Records to use: Begin

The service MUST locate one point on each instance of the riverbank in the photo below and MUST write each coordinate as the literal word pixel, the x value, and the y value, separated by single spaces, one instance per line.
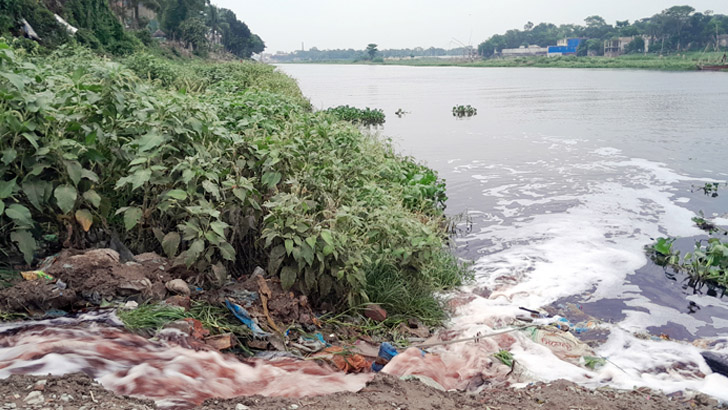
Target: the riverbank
pixel 682 62
pixel 383 393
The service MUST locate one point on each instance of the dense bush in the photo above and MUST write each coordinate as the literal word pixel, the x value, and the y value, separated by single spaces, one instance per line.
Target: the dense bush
pixel 221 166
pixel 365 116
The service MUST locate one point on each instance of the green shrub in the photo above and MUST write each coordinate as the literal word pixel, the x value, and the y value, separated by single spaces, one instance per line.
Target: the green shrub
pixel 365 116
pixel 221 166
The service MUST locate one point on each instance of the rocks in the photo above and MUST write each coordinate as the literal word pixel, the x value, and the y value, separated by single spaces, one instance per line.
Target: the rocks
pixel 178 286
pixel 33 398
pixel 375 312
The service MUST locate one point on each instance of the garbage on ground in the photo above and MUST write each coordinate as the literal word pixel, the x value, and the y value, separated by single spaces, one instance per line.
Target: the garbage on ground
pixel 563 344
pixel 178 286
pixel 220 342
pixel 242 315
pixel 343 359
pixel 427 381
pixel 386 353
pixel 375 312
pixel 35 275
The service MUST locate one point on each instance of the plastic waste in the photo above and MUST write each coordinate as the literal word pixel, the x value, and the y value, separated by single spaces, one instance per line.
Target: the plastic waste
pixel 242 315
pixel 563 344
pixel 386 353
pixel 344 360
pixel 35 274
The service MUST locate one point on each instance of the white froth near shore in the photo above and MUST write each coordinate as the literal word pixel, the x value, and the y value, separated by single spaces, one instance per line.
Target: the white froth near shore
pixel 587 246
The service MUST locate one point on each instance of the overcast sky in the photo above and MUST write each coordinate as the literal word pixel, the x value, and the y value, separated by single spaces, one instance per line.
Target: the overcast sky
pixel 328 24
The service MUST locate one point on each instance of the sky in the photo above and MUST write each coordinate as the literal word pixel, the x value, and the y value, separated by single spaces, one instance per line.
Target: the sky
pixel 287 25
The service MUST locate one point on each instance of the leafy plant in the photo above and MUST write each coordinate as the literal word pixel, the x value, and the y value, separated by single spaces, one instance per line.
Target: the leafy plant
pixel 222 167
pixel 365 116
pixel 505 357
pixel 461 111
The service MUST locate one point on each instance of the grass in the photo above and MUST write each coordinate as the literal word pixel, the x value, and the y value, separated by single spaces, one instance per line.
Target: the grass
pixel 217 319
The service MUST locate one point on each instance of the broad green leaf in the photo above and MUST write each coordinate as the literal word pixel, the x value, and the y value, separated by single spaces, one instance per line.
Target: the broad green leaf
pixel 149 141
pixel 325 283
pixel 211 187
pixel 84 217
pixel 227 251
pixel 74 171
pixel 37 169
pixel 20 215
pixel 65 197
pixel 140 178
pixel 240 194
pixel 90 175
pixel 93 197
pixel 26 243
pixel 219 227
pixel 9 156
pixel 131 217
pixel 309 277
pixel 288 277
pixel 14 79
pixel 7 188
pixel 170 244
pixel 177 194
pixel 194 251
pixel 326 236
pixel 35 191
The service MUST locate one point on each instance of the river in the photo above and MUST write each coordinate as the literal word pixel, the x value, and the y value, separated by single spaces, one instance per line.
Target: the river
pixel 563 177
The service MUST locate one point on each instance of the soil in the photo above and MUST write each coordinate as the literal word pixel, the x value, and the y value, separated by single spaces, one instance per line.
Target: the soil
pixel 77 391
pixel 89 279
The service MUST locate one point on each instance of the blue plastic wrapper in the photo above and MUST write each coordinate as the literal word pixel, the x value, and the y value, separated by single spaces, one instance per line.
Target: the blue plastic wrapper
pixel 386 352
pixel 244 317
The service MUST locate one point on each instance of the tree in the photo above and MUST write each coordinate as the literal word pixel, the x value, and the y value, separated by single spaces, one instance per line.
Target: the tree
pixel 372 50
pixel 193 32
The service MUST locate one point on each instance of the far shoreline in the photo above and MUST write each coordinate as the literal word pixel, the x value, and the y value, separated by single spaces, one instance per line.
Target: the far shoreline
pixel 682 62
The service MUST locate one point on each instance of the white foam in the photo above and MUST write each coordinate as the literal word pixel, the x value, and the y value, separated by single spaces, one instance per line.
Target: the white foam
pixel 587 247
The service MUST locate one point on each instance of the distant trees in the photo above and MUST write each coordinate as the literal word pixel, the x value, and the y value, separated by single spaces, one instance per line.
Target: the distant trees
pixel 371 50
pixel 675 29
pixel 200 25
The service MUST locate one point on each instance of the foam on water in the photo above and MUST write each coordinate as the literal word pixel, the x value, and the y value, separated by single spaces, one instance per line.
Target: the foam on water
pixel 609 208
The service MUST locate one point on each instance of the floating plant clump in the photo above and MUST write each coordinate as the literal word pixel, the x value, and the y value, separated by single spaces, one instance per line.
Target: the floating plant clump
pixel 461 111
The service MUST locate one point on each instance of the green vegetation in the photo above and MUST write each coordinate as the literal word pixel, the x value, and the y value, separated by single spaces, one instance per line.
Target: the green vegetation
pixel 674 30
pixel 505 357
pixel 371 51
pixel 461 111
pixel 708 262
pixel 217 319
pixel 222 167
pixel 366 116
pixel 197 25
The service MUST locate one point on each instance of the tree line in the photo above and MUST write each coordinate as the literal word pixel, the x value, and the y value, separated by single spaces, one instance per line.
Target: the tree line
pixel 118 26
pixel 676 29
pixel 314 54
pixel 197 23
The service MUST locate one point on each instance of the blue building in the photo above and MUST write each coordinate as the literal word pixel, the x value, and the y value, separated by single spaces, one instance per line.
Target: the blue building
pixel 565 47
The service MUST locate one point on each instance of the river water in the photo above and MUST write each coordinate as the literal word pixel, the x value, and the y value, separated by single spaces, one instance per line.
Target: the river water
pixel 564 177
pixel 561 180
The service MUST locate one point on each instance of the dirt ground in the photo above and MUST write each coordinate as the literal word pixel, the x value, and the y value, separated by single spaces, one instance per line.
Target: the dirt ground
pixel 78 392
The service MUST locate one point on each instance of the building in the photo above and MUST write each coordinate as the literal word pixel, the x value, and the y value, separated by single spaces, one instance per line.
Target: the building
pixel 615 47
pixel 565 47
pixel 531 50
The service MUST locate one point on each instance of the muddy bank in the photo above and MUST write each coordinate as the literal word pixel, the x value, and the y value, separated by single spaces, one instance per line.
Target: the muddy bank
pixel 77 391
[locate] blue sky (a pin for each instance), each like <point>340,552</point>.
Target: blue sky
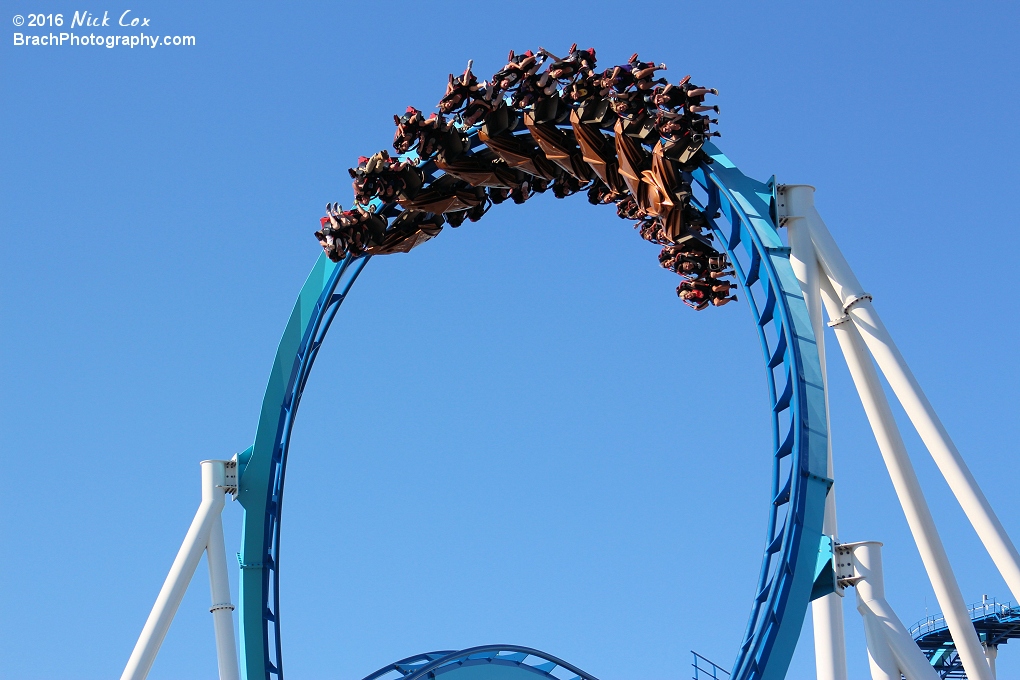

Records to use: End

- _Your instructions_
In the listing above, locate the line with "Target: the garbage on ground" and the line with "of the broad", then extract exactly those lines and every line between them, and nothing more.

- _Expected output_
Target: the garbage on ground
pixel 563 344
pixel 178 286
pixel 220 342
pixel 242 315
pixel 343 359
pixel 427 381
pixel 386 353
pixel 375 312
pixel 35 275
The service MUST locate one point on each instance of the plastic waste in the photo above and MUST write each coordinate as the literal word pixel, the x value, and the y value, separated by single spaces, one instance per line.
Target: the plastic waste
pixel 242 315
pixel 563 344
pixel 386 353
pixel 344 360
pixel 35 274
The service MUST locate one point on each instance of the white froth near shore in the photo above and MUST write each coordinate as the literal word pixel, the x value, and the y value, separated by single spaces, one instance per line.
Target: the white froth near shore
pixel 587 246
The service MUST locate one point on each instance of the overcast sky in the photo above and MUST write each coordinate as the literal word pixel, the x value, and the y value, separated by single spaces, one instance per line.
Target: the overcast sky
pixel 328 24
The service MUST locate one point on each instance of the sky in the photo above and MUST write each coordinate as the literal word pixel, the x value, and the y value, separated by single spaces, one instance per line.
Target: the sky
pixel 287 25
The service MUST locate one point on each instance of the leafy plant in the photo above and MUST write each coordinate as the literal word pixel, the x value, and the y value, separated by single spaces, one instance per line.
Target: the leafy plant
pixel 222 167
pixel 365 116
pixel 505 357
pixel 461 111
The service MUST locate one point on each instance of the grass in the photo above and MUST write each coordinate as the literal word pixel, the x value, and the y value, separated by single spaces, one instance per line.
Target: the grass
pixel 217 319
The service MUST locate one point on each instance of the broad green leaf in the photo above and MUST write each coordinate as the literal word pixel, the x value, and the y value, separated by single spaces, one instance per line.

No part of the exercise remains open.